[Data for review Boundary: Start]
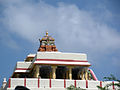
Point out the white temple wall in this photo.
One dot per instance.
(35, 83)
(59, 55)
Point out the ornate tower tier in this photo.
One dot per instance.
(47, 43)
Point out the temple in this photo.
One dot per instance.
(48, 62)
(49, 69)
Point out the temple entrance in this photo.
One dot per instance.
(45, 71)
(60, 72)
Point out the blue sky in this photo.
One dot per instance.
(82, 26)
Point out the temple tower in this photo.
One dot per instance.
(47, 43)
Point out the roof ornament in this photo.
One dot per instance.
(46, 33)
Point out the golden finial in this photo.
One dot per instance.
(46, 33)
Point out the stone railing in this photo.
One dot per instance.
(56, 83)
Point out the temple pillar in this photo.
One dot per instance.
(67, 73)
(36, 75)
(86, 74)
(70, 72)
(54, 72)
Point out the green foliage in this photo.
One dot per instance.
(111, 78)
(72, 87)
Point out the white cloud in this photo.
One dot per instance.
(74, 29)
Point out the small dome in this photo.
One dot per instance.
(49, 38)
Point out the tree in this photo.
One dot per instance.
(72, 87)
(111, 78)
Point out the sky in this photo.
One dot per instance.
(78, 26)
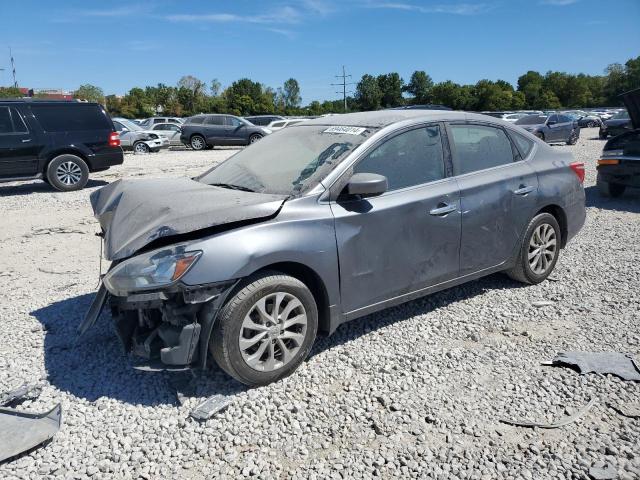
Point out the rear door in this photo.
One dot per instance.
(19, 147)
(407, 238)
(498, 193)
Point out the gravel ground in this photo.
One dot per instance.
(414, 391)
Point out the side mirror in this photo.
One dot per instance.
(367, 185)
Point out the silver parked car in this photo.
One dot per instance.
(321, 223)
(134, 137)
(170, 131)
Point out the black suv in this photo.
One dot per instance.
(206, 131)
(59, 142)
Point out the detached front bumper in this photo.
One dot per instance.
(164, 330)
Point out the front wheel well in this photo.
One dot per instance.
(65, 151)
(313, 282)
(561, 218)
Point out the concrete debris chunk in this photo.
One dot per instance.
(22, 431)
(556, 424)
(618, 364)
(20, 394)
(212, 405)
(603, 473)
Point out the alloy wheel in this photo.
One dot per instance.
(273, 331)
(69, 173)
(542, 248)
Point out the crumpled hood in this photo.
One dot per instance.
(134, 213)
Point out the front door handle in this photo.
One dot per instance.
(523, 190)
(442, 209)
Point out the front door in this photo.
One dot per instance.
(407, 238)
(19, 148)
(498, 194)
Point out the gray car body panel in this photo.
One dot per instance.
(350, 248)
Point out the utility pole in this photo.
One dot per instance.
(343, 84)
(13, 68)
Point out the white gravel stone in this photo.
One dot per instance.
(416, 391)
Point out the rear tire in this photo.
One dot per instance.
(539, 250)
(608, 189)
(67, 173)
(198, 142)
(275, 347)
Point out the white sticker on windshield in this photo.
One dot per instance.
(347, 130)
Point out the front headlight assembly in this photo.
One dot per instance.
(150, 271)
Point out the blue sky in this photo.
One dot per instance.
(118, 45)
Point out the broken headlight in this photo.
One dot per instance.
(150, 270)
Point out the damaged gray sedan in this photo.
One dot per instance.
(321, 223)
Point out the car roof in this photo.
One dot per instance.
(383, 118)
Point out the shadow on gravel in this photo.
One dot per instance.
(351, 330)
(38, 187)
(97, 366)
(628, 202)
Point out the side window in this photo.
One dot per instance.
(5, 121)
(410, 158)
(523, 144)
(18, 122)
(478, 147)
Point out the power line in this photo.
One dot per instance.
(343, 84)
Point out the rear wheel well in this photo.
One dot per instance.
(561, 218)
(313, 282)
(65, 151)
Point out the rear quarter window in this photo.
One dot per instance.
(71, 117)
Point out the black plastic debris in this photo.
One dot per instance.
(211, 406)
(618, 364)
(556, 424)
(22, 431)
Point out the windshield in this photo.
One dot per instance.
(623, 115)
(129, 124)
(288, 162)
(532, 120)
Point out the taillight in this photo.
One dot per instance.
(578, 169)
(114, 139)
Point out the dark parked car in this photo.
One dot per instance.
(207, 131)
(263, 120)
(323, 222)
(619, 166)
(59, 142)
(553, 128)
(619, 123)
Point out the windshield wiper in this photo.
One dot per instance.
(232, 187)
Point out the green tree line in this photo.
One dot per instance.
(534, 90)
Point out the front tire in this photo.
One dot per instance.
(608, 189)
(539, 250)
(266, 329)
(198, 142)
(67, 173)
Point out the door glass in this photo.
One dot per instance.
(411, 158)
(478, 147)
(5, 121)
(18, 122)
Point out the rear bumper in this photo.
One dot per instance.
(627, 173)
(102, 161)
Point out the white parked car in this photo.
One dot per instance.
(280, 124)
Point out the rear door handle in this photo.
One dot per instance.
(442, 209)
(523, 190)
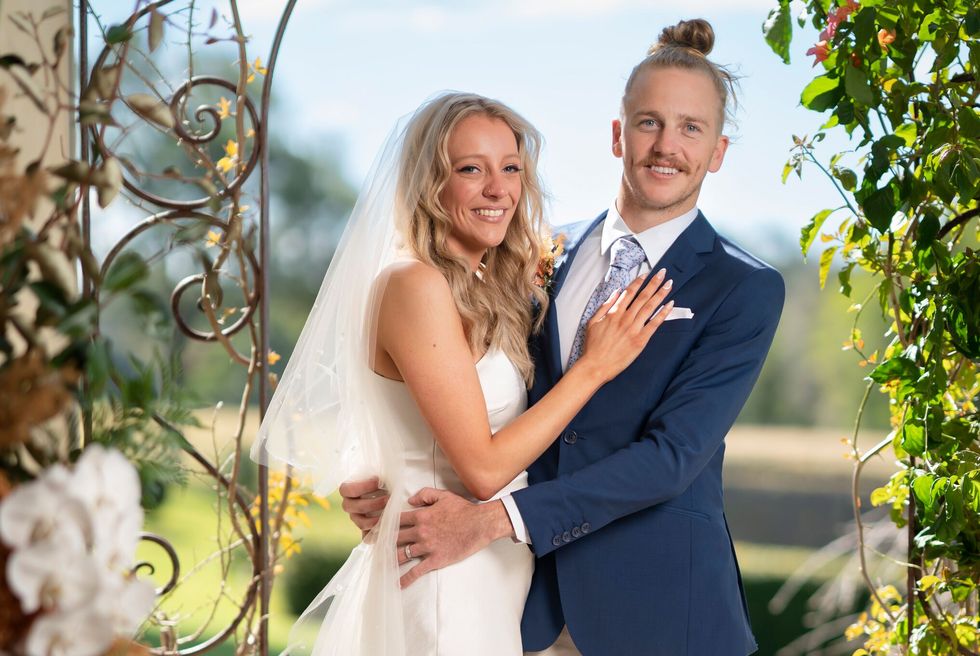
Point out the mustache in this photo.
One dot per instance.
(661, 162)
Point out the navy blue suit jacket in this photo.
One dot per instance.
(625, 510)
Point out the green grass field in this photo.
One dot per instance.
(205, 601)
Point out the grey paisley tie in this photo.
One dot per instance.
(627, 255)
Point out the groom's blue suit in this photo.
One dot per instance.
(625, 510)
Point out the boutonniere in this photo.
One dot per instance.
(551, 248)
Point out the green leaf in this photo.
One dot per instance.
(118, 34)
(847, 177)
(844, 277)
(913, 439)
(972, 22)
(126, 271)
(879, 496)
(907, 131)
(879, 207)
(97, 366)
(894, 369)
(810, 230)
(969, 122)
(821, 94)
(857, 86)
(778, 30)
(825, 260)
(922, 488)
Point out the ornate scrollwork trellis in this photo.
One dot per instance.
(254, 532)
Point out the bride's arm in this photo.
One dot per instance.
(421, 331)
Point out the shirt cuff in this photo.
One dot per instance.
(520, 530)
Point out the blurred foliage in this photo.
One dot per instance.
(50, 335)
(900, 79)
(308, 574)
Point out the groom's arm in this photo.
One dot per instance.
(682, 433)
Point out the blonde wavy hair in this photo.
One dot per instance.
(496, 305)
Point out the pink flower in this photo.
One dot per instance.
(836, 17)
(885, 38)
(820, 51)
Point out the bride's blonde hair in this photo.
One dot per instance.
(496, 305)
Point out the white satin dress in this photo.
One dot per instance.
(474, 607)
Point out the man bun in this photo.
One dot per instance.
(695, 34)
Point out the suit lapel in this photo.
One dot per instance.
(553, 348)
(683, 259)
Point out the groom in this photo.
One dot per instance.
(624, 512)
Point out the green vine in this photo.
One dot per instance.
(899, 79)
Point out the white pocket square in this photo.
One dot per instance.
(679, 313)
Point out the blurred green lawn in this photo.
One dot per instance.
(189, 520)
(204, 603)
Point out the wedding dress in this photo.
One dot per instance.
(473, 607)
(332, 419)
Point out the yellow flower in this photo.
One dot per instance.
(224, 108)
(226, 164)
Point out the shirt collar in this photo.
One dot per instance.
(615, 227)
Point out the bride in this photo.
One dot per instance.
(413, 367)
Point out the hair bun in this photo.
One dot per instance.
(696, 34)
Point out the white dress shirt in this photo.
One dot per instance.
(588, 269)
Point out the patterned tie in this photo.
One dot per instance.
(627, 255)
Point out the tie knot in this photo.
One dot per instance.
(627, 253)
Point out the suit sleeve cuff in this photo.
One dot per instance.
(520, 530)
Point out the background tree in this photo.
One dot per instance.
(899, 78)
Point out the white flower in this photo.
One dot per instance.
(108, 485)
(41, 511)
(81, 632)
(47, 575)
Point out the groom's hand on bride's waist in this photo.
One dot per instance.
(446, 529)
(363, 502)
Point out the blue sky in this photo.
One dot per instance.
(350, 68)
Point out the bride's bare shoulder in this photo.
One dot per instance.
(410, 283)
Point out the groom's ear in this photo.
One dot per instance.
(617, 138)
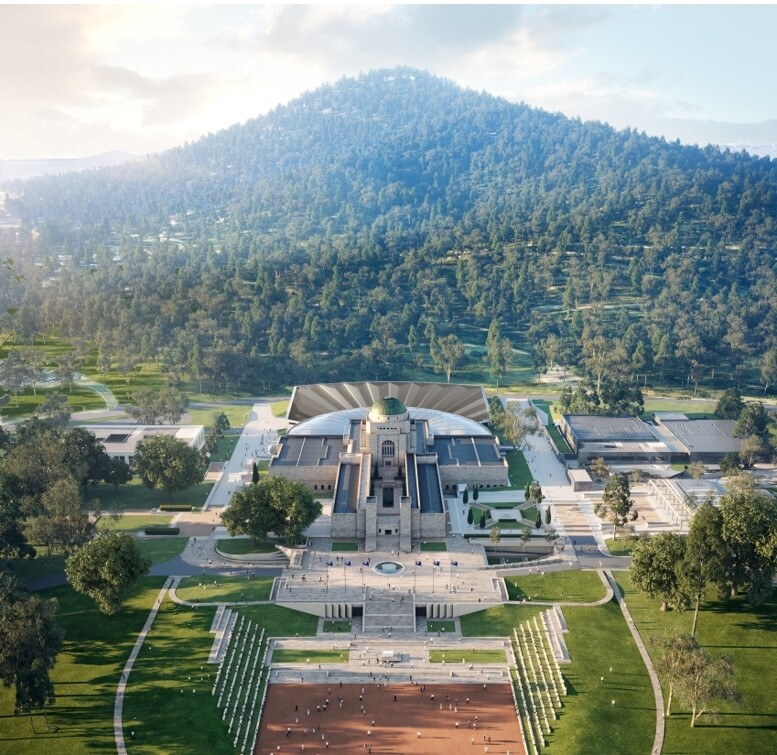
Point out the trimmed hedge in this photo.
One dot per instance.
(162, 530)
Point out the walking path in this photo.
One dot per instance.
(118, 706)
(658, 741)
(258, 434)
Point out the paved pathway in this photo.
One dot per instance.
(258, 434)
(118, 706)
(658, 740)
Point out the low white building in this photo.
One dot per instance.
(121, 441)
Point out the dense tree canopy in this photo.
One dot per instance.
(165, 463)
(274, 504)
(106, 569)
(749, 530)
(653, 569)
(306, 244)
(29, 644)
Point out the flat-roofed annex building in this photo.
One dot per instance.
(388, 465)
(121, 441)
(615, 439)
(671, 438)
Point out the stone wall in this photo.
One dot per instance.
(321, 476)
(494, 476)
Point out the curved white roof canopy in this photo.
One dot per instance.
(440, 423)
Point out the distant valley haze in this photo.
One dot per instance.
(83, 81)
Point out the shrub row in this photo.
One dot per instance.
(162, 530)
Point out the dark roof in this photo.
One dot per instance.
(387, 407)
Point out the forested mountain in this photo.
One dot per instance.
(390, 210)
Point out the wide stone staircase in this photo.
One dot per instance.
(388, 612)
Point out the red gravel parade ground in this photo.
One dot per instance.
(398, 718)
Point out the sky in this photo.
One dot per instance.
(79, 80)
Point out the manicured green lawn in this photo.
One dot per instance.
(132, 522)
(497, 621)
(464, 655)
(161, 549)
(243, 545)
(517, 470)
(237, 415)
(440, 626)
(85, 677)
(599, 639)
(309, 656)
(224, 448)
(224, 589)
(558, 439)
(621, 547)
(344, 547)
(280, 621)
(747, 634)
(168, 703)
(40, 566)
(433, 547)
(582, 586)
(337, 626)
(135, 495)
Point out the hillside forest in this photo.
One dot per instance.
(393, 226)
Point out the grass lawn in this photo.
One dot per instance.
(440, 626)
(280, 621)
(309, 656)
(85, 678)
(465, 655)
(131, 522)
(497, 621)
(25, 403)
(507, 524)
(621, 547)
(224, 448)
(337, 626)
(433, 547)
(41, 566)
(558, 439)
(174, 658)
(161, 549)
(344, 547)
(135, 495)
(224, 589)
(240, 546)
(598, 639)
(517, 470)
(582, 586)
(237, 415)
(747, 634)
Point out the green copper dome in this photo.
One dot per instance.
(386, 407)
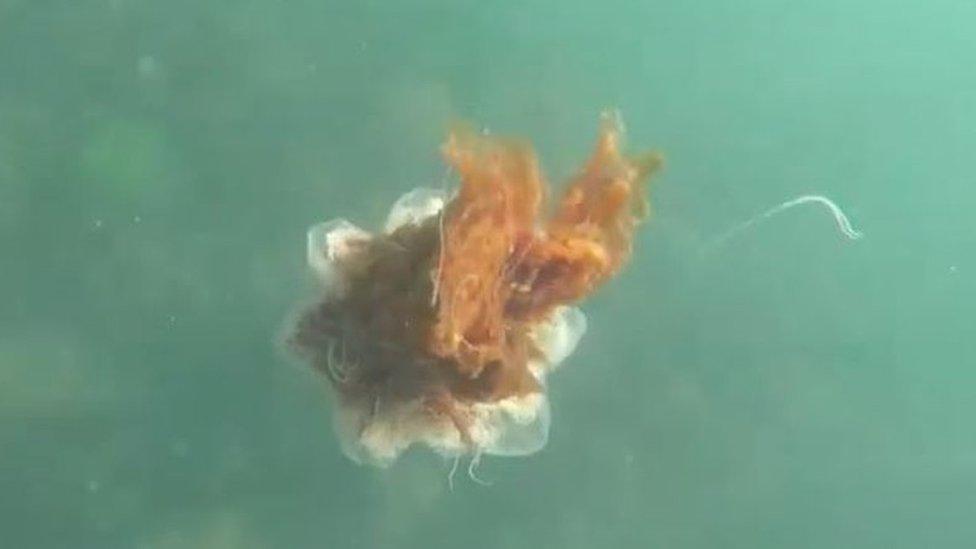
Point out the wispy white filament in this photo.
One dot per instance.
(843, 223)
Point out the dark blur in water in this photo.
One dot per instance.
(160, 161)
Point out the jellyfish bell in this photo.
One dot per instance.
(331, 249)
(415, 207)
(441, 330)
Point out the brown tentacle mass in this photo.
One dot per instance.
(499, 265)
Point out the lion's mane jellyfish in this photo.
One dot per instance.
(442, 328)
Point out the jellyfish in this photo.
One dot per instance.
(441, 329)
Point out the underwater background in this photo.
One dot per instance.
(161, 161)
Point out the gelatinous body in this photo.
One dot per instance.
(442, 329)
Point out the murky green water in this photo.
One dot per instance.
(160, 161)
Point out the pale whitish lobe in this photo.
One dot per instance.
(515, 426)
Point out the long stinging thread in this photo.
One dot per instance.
[Data for review Boundary: End]
- _What you have to do_
In the listing above, find the lines holding the word "front" and copy them.

- _Written answer_
Point out the detached front bumper in this photo.
Point out the front wheel well in this photo.
Point out the front door handle in this photo.
Point out the front door in this photo.
Point out the front headlight assembly in this photo.
Point out the front tire in this photo.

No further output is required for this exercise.